▶ _EXTRACTED INFORMATION_:
────────────────────────────────────────

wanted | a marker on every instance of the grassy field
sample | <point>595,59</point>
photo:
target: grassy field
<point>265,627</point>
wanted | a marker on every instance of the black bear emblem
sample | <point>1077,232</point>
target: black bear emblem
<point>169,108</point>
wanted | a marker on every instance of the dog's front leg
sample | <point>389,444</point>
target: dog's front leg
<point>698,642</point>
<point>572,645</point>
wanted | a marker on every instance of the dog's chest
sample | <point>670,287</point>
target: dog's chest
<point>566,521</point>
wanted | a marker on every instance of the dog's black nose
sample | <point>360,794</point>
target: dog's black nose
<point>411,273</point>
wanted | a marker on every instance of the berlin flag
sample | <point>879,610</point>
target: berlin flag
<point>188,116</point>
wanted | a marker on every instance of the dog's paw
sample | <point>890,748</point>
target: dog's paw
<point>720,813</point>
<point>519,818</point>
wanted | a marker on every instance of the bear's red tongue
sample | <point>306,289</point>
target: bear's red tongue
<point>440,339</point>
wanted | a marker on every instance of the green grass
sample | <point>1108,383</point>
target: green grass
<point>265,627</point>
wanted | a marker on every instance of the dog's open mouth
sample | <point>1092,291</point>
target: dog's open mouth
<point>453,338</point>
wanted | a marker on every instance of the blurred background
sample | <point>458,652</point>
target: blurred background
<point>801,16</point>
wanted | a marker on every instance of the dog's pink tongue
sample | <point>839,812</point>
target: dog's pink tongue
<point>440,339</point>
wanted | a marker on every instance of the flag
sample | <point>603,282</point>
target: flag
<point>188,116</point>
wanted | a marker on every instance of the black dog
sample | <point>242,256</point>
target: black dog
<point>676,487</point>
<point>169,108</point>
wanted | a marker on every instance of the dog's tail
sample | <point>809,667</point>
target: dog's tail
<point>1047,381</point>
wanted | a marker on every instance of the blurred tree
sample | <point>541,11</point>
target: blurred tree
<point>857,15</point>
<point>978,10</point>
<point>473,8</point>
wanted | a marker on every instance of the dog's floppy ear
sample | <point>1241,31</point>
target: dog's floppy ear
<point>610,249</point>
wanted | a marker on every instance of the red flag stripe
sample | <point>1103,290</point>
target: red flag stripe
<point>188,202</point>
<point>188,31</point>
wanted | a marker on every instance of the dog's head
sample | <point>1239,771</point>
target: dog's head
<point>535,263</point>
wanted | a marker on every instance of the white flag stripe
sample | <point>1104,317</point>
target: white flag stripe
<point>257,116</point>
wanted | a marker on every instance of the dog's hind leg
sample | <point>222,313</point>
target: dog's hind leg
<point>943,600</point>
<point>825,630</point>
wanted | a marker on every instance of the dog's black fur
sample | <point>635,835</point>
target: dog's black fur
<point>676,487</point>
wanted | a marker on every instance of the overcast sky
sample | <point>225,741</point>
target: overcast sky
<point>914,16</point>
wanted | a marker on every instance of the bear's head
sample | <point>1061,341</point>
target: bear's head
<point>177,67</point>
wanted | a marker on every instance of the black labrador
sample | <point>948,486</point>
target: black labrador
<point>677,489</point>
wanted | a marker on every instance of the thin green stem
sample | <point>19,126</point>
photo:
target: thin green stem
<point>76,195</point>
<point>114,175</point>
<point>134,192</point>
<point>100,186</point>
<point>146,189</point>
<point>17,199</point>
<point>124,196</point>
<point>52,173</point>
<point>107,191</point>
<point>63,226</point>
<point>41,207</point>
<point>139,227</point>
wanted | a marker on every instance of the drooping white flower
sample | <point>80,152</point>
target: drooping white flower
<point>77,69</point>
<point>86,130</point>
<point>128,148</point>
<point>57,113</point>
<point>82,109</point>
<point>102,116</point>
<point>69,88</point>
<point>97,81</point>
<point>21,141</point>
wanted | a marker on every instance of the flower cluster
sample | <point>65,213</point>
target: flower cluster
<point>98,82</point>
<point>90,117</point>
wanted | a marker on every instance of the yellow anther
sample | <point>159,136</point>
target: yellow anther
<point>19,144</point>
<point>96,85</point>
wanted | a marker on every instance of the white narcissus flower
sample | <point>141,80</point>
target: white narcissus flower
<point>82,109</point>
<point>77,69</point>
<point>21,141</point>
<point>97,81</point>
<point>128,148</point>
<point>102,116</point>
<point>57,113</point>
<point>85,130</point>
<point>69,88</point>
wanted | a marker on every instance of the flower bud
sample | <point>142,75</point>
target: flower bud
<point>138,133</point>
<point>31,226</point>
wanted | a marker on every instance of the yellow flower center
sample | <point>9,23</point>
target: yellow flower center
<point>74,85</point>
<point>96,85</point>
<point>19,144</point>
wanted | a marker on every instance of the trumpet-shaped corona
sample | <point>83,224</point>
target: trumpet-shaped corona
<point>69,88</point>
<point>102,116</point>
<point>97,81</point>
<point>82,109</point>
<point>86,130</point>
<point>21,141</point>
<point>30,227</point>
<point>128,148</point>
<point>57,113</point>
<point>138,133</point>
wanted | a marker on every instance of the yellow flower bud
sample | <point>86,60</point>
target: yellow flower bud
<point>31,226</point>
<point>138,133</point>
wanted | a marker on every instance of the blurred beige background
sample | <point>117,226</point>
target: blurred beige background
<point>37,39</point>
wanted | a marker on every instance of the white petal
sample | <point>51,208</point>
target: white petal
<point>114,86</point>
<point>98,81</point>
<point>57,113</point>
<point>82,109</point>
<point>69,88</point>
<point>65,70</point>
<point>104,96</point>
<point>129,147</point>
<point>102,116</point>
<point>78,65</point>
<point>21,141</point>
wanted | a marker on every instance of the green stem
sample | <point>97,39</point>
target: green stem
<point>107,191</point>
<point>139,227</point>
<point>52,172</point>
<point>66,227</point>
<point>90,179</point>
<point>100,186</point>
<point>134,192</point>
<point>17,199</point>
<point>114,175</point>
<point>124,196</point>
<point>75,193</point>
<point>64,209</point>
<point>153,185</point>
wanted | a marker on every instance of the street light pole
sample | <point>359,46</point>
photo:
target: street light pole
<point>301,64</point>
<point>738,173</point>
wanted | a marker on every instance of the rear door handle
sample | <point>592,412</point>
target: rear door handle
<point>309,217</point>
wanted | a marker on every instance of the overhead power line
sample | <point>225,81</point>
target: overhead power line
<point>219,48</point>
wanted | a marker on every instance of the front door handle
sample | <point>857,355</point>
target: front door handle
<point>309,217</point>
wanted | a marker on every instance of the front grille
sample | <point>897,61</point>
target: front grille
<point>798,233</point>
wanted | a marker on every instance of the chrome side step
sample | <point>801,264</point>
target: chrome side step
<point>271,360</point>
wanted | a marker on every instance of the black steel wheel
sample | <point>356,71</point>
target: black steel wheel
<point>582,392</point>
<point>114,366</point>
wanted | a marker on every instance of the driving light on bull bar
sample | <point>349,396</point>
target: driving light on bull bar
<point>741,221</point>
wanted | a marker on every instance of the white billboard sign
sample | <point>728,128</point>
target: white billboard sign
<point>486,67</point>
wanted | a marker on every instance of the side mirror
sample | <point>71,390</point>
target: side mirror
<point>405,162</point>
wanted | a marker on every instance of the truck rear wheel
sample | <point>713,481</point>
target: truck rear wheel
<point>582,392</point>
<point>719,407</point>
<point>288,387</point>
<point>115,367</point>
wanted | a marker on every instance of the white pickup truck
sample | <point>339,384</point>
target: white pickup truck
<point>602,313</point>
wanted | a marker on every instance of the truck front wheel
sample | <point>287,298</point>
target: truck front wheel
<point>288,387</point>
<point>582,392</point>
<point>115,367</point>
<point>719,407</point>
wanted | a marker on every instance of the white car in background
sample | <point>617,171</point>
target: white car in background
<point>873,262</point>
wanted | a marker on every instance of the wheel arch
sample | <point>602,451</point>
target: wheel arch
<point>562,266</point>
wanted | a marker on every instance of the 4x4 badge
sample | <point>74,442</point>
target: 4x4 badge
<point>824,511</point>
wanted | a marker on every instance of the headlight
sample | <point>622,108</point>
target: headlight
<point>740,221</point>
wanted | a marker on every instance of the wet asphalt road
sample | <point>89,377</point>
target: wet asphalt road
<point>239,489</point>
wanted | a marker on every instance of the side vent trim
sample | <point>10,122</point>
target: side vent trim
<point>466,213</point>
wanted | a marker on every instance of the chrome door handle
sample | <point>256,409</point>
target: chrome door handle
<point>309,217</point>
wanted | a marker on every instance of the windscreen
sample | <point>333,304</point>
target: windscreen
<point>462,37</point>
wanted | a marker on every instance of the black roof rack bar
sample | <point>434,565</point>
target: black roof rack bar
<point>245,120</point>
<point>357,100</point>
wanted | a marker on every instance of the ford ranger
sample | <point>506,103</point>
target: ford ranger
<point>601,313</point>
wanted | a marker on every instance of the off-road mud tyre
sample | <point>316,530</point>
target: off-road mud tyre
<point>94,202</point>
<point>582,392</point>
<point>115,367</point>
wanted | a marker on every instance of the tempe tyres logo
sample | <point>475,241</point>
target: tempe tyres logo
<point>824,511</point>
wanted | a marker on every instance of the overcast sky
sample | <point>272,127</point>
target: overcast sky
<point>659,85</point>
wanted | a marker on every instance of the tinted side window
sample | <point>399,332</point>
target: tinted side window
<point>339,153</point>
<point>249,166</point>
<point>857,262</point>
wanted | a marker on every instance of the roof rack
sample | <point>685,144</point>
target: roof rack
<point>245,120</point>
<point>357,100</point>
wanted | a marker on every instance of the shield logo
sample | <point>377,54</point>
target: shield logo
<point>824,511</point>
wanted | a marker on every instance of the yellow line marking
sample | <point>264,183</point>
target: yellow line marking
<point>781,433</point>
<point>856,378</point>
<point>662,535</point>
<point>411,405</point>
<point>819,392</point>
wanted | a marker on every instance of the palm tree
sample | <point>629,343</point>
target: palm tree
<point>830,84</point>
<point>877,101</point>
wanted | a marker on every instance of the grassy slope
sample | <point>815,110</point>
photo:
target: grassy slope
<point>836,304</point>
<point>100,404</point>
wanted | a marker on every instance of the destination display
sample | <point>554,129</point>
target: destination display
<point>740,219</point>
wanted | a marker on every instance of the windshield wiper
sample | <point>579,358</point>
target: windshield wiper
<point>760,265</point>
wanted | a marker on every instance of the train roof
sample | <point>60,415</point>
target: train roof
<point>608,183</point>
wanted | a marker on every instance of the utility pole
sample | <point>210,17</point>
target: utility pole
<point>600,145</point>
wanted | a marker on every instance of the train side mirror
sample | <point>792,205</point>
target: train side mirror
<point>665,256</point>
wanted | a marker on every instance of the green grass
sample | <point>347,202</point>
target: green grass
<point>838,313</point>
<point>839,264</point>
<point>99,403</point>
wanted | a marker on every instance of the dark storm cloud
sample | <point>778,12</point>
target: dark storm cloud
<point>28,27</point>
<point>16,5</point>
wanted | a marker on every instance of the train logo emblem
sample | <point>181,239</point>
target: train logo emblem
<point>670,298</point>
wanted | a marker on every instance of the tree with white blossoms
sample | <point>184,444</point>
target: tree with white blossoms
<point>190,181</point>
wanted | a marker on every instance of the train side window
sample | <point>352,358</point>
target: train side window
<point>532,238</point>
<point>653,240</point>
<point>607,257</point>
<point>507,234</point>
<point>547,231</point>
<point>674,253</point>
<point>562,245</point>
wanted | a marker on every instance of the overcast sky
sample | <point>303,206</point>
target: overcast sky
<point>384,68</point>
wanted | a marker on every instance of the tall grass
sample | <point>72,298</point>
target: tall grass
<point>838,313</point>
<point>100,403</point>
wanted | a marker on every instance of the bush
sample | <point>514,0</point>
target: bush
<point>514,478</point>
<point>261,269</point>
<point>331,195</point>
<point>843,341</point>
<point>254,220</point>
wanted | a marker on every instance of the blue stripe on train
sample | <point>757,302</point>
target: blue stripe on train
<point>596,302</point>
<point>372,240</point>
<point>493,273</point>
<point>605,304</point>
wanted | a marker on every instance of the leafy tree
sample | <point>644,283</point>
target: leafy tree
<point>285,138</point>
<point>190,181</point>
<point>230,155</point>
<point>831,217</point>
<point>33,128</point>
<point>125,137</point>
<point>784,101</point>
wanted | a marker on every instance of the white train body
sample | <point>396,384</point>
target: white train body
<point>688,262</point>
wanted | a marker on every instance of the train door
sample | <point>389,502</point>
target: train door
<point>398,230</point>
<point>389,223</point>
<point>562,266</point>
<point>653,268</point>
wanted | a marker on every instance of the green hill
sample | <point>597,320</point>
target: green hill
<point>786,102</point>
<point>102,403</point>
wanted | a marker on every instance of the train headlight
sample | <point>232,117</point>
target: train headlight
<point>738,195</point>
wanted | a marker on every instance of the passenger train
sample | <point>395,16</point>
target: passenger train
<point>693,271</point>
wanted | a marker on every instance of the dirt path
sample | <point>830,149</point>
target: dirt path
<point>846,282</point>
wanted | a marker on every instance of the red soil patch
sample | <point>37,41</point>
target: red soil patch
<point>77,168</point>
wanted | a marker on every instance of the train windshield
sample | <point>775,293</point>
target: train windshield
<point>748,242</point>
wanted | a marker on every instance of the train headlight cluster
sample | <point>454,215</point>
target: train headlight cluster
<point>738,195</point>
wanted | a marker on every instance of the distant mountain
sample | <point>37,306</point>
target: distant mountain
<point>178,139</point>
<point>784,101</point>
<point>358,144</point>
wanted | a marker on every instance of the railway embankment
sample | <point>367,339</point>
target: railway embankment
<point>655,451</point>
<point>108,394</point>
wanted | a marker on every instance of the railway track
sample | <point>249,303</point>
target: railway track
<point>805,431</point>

────────────────────────────────────────

▶ _REQUIRED WORK_: Copy the material above, from the line containing "the train side mirror" up to and including the line containing "<point>99,403</point>", reproducing each line precisely.

▶ _FULL SOLUTION_:
wanted | a marker on every instance of the train side mirror
sample | <point>792,205</point>
target: train side mirror
<point>665,256</point>
wanted | a marker on every instance of the green grass
sample | <point>347,202</point>
target: green grass
<point>838,313</point>
<point>839,264</point>
<point>99,403</point>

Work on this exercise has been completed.